- _EXCERPT TO READ_:
Everybody looks like someone else . . . or elses . . . that is a fact of life. During the first year of her life, people constantly told us how much Bekah looked just like me. Of course for that first year, she was a bald chubby baby who smelled funny. Eventually she lost the baby fat and grew some hair. NOW everyone comments on just how much she looks like her mother. Don’t get me wrong, I would rather her look like her mother; I happen to believe her mother is absolutely beautiful. The scarier part is that she does some of the things I do. Last night she sat on the bed with an open Bible and an imaginary computer in front of her, and pretended to type away – a lot faster than I do. When I asked her what she was doing, she said she was “writing her blog.” At least once a week she tells me what she is preaching on next Sunday (and yes, I have been tempted to steal a sermon or two from her). She wants to play her guitar like me, drive like me, and a host of other things – most of which I would rather her not emulate. She is a daddy’s girl.

- _MATERIAL_:
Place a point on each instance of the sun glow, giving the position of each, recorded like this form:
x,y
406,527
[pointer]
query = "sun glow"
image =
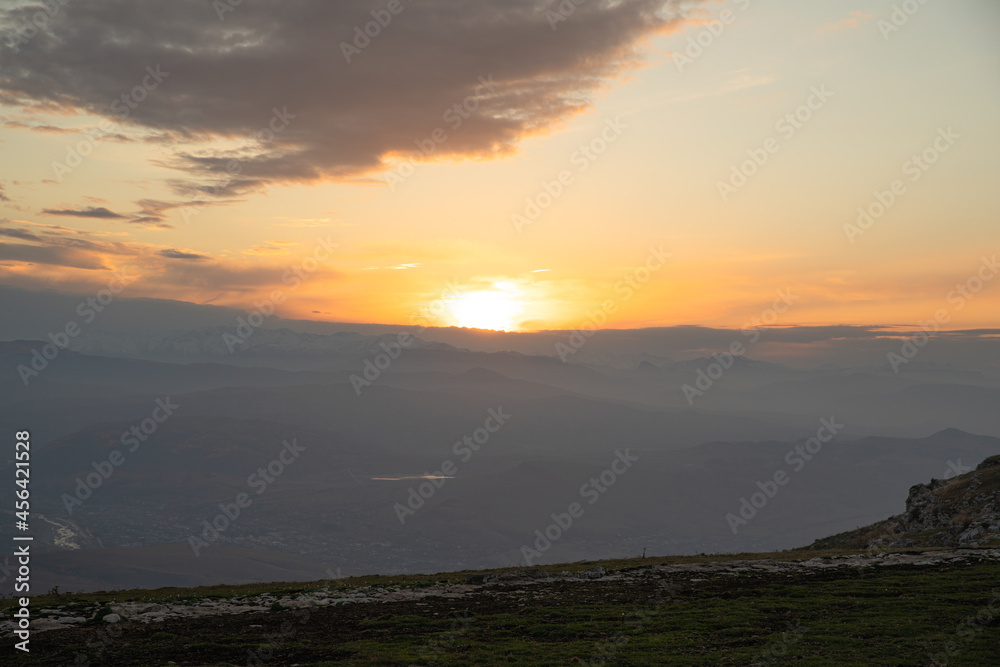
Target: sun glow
x,y
495,308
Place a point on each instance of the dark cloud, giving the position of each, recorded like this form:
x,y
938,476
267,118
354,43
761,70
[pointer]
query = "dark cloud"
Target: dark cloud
x,y
22,234
89,212
50,255
275,75
170,253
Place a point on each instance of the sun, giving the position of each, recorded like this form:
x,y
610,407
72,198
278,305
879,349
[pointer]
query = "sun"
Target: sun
x,y
487,309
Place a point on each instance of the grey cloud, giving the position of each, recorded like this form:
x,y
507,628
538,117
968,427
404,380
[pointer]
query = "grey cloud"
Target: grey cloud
x,y
268,61
170,253
89,212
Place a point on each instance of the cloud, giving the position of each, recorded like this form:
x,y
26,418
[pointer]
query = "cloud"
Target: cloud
x,y
89,212
281,66
68,257
170,253
850,23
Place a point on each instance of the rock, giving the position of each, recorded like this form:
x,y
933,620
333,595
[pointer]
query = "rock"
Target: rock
x,y
592,573
71,620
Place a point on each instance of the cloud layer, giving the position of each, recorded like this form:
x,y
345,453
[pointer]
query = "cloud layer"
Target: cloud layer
x,y
274,76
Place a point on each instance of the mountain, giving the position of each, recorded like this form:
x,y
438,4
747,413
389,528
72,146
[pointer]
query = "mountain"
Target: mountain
x,y
963,511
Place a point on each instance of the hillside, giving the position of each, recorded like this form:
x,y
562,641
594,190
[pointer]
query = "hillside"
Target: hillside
x,y
790,608
961,511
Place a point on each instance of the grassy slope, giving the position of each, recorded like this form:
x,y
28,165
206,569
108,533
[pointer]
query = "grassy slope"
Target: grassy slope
x,y
879,616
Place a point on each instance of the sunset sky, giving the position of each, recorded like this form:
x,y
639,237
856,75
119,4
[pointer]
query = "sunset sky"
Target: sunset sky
x,y
152,196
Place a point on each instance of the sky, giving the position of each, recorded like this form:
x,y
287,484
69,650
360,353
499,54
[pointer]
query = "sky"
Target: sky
x,y
510,164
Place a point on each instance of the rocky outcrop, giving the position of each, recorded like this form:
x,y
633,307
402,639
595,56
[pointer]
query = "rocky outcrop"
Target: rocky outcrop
x,y
963,511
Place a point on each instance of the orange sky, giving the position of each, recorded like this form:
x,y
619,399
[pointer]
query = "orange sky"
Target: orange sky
x,y
741,144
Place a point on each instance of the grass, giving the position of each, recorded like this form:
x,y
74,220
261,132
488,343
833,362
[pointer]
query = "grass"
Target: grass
x,y
885,615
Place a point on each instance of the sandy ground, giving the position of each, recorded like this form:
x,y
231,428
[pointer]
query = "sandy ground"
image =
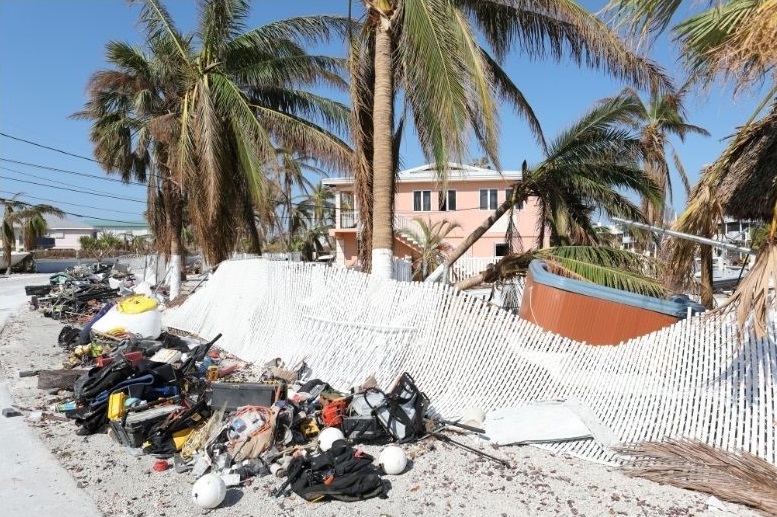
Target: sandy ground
x,y
441,480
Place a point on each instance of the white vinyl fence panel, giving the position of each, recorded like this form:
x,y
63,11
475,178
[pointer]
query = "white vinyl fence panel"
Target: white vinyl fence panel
x,y
694,379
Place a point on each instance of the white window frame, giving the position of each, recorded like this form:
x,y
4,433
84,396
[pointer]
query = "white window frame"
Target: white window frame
x,y
422,201
447,201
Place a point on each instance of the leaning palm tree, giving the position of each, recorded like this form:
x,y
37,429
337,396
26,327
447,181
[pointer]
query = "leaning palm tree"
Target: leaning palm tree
x,y
242,95
737,41
17,212
429,51
659,119
588,169
202,112
131,106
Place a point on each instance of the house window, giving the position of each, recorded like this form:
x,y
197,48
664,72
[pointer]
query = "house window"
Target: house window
x,y
488,199
509,194
422,200
448,201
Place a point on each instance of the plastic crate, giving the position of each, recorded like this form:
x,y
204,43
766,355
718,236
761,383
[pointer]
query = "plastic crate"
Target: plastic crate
x,y
232,395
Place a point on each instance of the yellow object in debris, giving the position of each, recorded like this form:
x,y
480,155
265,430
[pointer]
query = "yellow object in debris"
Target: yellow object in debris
x,y
116,407
309,428
136,304
180,437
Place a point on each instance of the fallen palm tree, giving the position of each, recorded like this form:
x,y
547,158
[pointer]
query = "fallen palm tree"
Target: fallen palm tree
x,y
603,265
738,477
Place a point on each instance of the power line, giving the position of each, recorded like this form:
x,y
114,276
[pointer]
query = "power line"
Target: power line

- _YOUR INSTRUCTIONS_: Return the passage about Bekah above in full, word for word and with nothing changed.

- _FULL ANSWER_:
Everybody looks like someone else . . . or elses . . . that is a fact of life. During the first year of her life, people constantly told us how much Bekah looked just like me. Of course for that first year, she was a bald chubby baby who smelled funny. Eventually she lost the baby fat and grew some hair. NOW everyone comments on just how much she looks like her mother. Don’t get me wrong, I would rather her look like her mother; I happen to believe her mother is absolutely beautiful. The scarier part is that she does some of the things I do. Last night she sat on the bed with an open Bible and an imaginary computer in front of her, and pretended to type away – a lot faster than I do. When I asked her what she was doing, she said she was “writing her blog.” At least once a week she tells me what she is preaching on next Sunday (and yes, I have been tempted to steal a sermon or two from her). She wants to play her guitar like me, drive like me, and a host of other things – most of which I would rather her not emulate. She is a daddy’s girl.